# PASSAGE TO READ start

Please not the use of the CFLAGS variables: without all the static parameters, the executable will dynamically link gcc, so you'll need to bundle the equivalent dll. I prefer to have one single exe, so everything goes static, but I'm not really sure which flag is actually needed. If you have any idea, please drop me a line.

Anyway, let's compile latest revision of pthreads (2.9.1 as of this writing)

$ cd ~/win32-cross/src
$ wget -qO - ftp://sourceware.org/pub/pthreads-win32/pthreads-w32-2-9-1-release.tar.gz | tar xzvf -
$ cd pthreads-w32-2-9-1-release
$ make GC-static CROSS=i686-w64-mingw32-
$ cp libpthreadGC2.a ../../lib
$ cp *.h ../../include

and zlib (1.2.7) - we need to remove the references to the libc library (which is implied anyway) otherwise we will get a linkage failure

$ cd ~/win32-cross/src
$ wget -qO - http://zlib.net/zlib-1.2.7.tar.gz | tar xzvf -
$ cd zlib-1.2.7
$ ../../mingw ./configure
$ sed -i"" -e 's/-lc//' Makefile
$ make
$ DESTDIR=../.. make install prefix=

Now it's turn for libav, so that x264 can use different input chroma and other stuff. If you need libav exececutables, you might want to change the configure line so that it suits you

$ cd ~/win32-cross/src
$ git clone git://git.libav.org/libav.git
$ cd libav
$ ./configure \
--target-os=mingw32 --cross-prefix=i686-w64-mingw32- --arch=x86 --prefix=../.. \
--enable-memalign-hack --enable-gpl --enable-avisynth --enable-runtime-cpudetect \
--disable-encoders --disable-muxers --disable-network --disable-devices
$ make
$ make install

and the nice tools that give more output options

$ cd ~/win32-cross/src
$ svn checkout http://ffmpegsource.googlecode.com/svn/trunk/ ffms
$ cd ffms
$ ../../mingw ./configure --host=mingw32 --with-zlib=../.. --prefix=$HOME/win32-cross
$ ../../mingw make
$ make install

$ cd $HOME/win32-x264/src
# Create a CVS auth file on your machine
$ cvs -d:pserver:anonymous@gpac.cvs.sourceforge.net:/cvsroot/gpac login
$ cvs -z3 -d:pserver:anonymous@gpac.cvs.sourceforge.net:/cvsroot/gpac co -P gpac
$ cd gpac
$ chmod +rwx configure src/Makefile
# Hardcode cross-prefix
$ sed -i'' -e 's/cross_prefix=""/cross_prefix="i686-w64-mingw32-"/' configure
$ ../../mingw ./configure --static --use-js=no --use-ft=no --use-jpeg=no \
      --use-png=no --use-faad=no --use-mad=no --use-xvid=no --use-ffmpeg=no \
      --use-ogg=no --use-vorbis=no --use-theora=no --use-openjpeg=no \
      --disable-ssl --disable-opengl --disable-wx --disable-oss-audio \
      --disable-x11-shm --disable-x11-xv --disable-fragments--use-a52=no \
      --disable-xmlrpc --disable-dvb --disable-alsa --static-mp4box \
      --extra-cflags="-I$HOME/win32-cross/include -I/usr/i686-w64-mingw32/include" \
      --extra-ldflags="-L$HOME/win32-cross/lib -L/usr/i686-w64-mingw32/lib"

# PASSAGE TO READ end

STATED PROBLEM A - Render the stretch of the listing below, from the line containing "Round 2, Clue: Find the stone doorway." through the line containing "430,89,441,99", both included, as a Markdown table with the columns No. and Entry, one row per line and blank lines omitted.
STATED PROBLEM B - Extend the walkthrough on cross-compiling x264 and its libraries for Windows, picking up after its final line.

# INPUT FOR THIS TASK start

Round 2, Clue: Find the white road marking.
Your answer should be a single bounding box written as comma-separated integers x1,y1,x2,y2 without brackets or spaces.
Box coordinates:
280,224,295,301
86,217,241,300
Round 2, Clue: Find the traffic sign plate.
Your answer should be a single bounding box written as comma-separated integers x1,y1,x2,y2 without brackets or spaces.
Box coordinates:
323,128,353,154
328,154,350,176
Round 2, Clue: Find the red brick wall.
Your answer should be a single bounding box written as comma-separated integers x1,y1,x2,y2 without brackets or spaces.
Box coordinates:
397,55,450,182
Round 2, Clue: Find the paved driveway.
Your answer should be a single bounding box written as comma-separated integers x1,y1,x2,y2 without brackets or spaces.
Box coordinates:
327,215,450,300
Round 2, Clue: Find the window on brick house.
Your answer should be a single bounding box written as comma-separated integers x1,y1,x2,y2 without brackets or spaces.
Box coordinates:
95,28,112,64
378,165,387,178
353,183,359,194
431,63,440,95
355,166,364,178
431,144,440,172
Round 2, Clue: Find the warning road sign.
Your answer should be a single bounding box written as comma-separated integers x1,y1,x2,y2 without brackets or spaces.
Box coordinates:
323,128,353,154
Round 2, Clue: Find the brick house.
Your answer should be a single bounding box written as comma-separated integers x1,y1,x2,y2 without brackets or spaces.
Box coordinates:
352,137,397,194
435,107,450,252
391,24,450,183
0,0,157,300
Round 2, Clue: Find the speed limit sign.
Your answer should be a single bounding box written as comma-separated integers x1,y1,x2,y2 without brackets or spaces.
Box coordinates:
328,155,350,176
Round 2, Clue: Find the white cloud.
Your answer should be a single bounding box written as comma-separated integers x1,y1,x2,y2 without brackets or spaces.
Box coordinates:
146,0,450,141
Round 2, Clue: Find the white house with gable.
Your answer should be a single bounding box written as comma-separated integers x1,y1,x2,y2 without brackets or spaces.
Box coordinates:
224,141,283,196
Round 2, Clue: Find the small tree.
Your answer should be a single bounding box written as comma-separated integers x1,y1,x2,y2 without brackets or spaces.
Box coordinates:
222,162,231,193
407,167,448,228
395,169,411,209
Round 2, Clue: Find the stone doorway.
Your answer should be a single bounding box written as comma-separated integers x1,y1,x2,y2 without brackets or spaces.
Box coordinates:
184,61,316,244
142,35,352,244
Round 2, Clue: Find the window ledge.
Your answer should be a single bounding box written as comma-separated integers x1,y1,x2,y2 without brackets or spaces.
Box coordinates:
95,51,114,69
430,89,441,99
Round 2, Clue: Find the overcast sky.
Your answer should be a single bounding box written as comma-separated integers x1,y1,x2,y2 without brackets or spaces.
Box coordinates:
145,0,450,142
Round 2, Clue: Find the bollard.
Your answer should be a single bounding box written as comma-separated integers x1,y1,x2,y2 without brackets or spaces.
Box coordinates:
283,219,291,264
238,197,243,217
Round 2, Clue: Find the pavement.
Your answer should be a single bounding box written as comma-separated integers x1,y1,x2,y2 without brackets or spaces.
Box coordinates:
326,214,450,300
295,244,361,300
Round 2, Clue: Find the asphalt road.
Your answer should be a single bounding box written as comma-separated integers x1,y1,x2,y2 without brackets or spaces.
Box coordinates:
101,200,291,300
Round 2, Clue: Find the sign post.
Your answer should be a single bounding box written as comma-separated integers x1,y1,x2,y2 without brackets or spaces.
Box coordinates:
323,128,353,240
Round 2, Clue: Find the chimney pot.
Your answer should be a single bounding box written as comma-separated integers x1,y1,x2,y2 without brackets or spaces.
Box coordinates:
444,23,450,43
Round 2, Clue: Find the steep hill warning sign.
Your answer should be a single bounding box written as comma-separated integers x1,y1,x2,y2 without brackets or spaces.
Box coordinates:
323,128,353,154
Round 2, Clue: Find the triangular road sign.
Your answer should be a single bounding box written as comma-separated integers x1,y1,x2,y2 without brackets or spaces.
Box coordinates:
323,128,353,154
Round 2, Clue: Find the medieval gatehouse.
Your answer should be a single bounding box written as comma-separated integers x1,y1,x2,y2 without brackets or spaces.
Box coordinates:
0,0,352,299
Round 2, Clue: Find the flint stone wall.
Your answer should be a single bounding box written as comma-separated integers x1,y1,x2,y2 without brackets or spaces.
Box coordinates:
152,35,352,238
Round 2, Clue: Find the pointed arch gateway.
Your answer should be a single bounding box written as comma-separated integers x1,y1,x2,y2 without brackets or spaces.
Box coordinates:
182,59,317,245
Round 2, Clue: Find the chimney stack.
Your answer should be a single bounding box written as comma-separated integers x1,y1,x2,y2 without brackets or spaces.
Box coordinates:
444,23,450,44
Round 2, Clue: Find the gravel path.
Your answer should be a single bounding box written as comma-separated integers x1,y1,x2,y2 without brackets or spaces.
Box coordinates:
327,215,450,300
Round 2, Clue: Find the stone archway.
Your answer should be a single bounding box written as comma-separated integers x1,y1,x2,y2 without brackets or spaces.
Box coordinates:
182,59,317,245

# INPUT FOR THIS TASK end

OUTPUT A -
| No. | Entry |
|---|---|
| 1 | Round 2, Clue: Find the stone doorway. |
| 2 | Your answer should be a single bounding box written as comma-separated integers x1,y1,x2,y2 without brackets or spaces. |
| 3 | Box coordinates: |
| 4 | 184,61,316,244 |
| 5 | 142,35,352,244 |
| 6 | Round 2, Clue: Find the window ledge. |
| 7 | Your answer should be a single bounding box written as comma-separated integers x1,y1,x2,y2 without brackets or spaces. |
| 8 | Box coordinates: |
| 9 | 95,51,114,69 |
| 10 | 430,89,441,99 |

OUTPUT B -
# Fix pthread lib name
$ sed -i"" -e 's/pthread/pthreadGC2/' config.mak
# Add extra libs that are required but not included
$ sed -i"" -e 's/-lpthreadGC2/-lpthreadGC2 -lwinmm -lwsock32 -lopengl32 -lglu32/' config.mak
$ make
# Make will fail a few commands after building libgpac_static.a
# (i586-mingw32msvc-ar cr ../bin/gcc/libgpac_static.a ...).
# That's fine, we just need libgpac_static.a 
i686-w64-mingw32-ranlib bin/gcc/libgpac_static.a 
$ cp bin/gcc/libgpac_static.a ../../lib/
$ cp -r include/gpac ../../include/

Finally we can compile x264 at full power! The configure script will provide a list of what features have been activated, make sure everything you need is there!

$ cd ~/win32-cross/src
$ git clone git://git.videolan.org/x264.git
$ cd x264
$ ./configure --cross-prefix=i686-w64-mingw32- --host=i686-w64-mingw32 \
      --extra-cflags="-static -static-libgcc -static-libstdc++ -I$HOME/win32-cross/include" \
      --extra-ldflags="-static -static-libgcc -static-libstdc++ -L$HOME/win32-cross/lib" \
$ make

And you're done! Take that x264.exe file and use it wherever you want!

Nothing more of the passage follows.